*What this exercise asks*.
1 > In the court opinion on the injunction question, on what date did Mary J. Carey file her suit in the District Court of Milam County?
2 > Continue the court opinion on Mary J. Carey's injunction suit, picking up after its final sentence.

*Text passage*.
++++++++++++++++++++
The Court of Civil Appeals has certified to the Supreme Court the question whether R.S., Art, 6453, which provides that:
"Writs of injunction granted to stay proceedings in a suit, or execution on a judgment, shall be returnable to and tried in the court where such suit is pending, or such judgment was rendered", has application to a suit brought to enjoin the execution of a writ of possession of real estate in actual possession of plaintiff in injunction suit sold under order of sale upon a judgment to which the plaintiff in the injunction suit was not a party.
The certificate gives the following clear and succinct statement of the case and the manner in which the question arises:
"On June 21, 1917, Ike Looney, as plaintiff, filed a suit in the District Court of McLennan County against the Ben Arnold Mercantile Company and against W.P. Carey, and D.J. Young, as members of such firm. It was alleged that both defendants resided in Cook County, Illinois, but were doing a mercantile business at Ben Arnold, in Milam County, Texas.
"A writ of attachment was issued and levied upon the land in controversy, as the property of Ben Arnold Company and B.J. Young, one of the partners. Service was by publication, and judgment was rendered against defendant, Ben Arnold Mercantile Company, and the individual partners, jointly and severally, for about $3900.00; and the attachment lien was foreclosed upon the property in controversy, and levied upon as the property of Ben Arnold Company and B.J. Young, one of the partners.
"The judgment awarded the plaintiff, Ike Looney, an order of sale, directing the sheriff of Milam County to sell the property, or so much thereof as might be necessary to satisfy the judgment.
"The order of sale was issued and was executed by levying upon the land in suit, which was sold thereunder to the plaintiff, Ike *Page 95 Looney, including the improvements on the property, the bid being credited on the judgment; and was returned to the District Court of McLennan County, without placing the purchaser in possession.
"On the day of the sale, November 6, 1917, appellant in this suit, Mary J. Carey, instituted this suit in the District Court of Milam County, alleging that she was the owner of the land, and that her title was of record in Milam County long before the institution of the suit in McLennan County, and that she was not a party to the McLennan County suit, had no notice of the same, and had not appeared therein. She further alleged that she was in possession of the property through tenants, and had a store building on part of the land, in which her tenants had a stock of merchandise, exceeding $5000.00 in value. That for the sheriff to give the purchaser possession under the order of sale would require her tenants to be dispossessed, and their property injured, and would cause her great injury; and she prayed for an injunction to restrain the appellee and the sheriff from executing the writ of possession, and from disturbing her and her tenants in the lawful possession of the property.
++++++++++++++++++++
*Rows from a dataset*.
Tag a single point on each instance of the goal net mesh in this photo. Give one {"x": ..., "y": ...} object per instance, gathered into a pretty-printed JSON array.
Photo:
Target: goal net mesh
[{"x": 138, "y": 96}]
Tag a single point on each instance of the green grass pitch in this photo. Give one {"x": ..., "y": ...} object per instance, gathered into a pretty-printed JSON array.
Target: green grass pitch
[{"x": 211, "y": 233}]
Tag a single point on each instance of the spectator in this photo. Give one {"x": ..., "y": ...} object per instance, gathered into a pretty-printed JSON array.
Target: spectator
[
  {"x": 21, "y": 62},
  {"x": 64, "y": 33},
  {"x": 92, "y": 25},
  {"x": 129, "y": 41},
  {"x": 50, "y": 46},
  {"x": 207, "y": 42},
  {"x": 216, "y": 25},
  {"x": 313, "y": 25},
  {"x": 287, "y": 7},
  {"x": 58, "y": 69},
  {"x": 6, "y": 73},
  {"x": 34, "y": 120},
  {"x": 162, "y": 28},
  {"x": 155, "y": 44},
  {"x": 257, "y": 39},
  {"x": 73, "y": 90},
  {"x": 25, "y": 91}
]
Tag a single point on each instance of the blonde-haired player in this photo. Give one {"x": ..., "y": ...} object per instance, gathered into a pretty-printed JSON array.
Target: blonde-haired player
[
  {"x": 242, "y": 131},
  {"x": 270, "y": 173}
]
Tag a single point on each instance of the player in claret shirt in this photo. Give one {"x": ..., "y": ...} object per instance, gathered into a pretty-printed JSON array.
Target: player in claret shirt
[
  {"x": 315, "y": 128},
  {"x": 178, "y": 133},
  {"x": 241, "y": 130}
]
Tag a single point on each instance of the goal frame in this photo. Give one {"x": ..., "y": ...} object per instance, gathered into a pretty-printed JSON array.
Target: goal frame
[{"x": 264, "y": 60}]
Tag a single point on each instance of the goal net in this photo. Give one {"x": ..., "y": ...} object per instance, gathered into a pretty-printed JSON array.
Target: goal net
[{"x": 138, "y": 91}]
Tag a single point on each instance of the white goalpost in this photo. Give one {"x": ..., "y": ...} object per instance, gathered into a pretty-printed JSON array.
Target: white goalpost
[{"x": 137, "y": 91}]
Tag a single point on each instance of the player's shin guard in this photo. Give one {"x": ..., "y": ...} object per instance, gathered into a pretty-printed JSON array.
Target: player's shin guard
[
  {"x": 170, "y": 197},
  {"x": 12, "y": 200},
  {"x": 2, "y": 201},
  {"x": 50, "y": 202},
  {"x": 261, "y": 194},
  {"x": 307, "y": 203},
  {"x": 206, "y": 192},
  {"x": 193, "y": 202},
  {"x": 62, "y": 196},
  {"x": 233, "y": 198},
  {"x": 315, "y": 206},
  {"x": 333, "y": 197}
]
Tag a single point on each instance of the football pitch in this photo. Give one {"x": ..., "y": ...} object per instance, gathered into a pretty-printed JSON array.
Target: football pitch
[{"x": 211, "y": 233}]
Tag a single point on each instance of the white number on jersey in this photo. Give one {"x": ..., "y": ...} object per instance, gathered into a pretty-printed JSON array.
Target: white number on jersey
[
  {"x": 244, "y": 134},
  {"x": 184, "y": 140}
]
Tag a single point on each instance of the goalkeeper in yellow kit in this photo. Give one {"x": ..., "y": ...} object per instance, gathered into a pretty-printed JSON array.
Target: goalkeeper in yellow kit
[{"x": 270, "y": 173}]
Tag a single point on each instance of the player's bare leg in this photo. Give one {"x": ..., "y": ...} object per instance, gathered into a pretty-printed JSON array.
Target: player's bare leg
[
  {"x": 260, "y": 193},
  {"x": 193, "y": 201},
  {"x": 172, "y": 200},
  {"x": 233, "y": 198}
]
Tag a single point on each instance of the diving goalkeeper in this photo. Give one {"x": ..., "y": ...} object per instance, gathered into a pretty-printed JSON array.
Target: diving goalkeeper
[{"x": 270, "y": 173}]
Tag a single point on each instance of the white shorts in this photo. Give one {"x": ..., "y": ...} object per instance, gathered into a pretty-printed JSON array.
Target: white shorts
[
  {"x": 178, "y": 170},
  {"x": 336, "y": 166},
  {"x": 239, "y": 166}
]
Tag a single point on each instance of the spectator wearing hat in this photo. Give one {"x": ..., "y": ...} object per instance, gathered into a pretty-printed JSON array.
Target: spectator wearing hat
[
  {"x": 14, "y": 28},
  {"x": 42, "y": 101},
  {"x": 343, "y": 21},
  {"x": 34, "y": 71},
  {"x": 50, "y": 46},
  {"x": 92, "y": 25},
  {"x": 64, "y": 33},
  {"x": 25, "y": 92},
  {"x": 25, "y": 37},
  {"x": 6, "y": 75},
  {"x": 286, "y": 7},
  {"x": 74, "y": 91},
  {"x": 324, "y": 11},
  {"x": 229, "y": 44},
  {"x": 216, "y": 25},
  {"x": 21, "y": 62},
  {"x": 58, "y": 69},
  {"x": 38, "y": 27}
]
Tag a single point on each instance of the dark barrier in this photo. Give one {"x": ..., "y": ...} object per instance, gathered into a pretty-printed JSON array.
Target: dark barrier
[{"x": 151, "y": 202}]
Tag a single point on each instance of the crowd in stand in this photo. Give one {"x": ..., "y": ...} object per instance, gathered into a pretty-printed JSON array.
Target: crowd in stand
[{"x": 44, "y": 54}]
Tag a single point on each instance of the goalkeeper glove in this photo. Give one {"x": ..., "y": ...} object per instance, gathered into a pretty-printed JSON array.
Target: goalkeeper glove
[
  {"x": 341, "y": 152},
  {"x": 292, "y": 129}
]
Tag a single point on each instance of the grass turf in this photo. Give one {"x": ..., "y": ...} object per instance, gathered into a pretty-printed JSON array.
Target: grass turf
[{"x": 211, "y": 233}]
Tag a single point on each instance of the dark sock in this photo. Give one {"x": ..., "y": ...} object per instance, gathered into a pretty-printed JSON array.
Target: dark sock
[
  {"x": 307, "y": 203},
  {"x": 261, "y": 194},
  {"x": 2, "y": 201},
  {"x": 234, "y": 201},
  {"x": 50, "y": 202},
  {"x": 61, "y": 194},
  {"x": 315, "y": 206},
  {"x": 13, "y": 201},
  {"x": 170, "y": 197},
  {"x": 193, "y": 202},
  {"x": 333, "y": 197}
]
++++++++++++++++++++
*Results of the exercise*.
1 > November 6, 1917, the day of the sale.

2 >
"The District Judge granted a temporary writ of injunction, but did not make the same returnable to the District Court of McLennan County. Thereafter an amended petition was filed by Mrs. Carey, in which she alleged that the judgment of the District Court of McLennan County was absolutely void as to her, and as to the foreclosure of the attachment lien on her property; and seeking to restrain the appellant and the sheriff from enforcing such judgment and writ of possession, and from obtaining or enforcing any other writ of possession, and praying that the cloud cast upon her title by the sale and sheriff's deed be canceled and removed.
"The appellee, Ike Looney, filed a motion, asking the court to dismiss the cause for want of jurisdiction, because it was a suit for injunction to stay execution, and to interfere with the enforcement of the judgment rendered in the District Court of McLennan County; and that by law such a suit was returnable to the McLennan County District Court, in which the judgment was rendered. This motion was sustained, the temporary injunction dissolved, and the cause dismissed. The order of the court provided that the temporary injunction, however, should remain in force, pending the appeal, upon the filing of an appeal bond by the appellant, which has been done. Mary J. Carey has appealed, and assigned error upon the action of the trial court in dismissing her suit, which assignment presents a material question."
The question certified reads:
"Does Article 4653 apply to this case?"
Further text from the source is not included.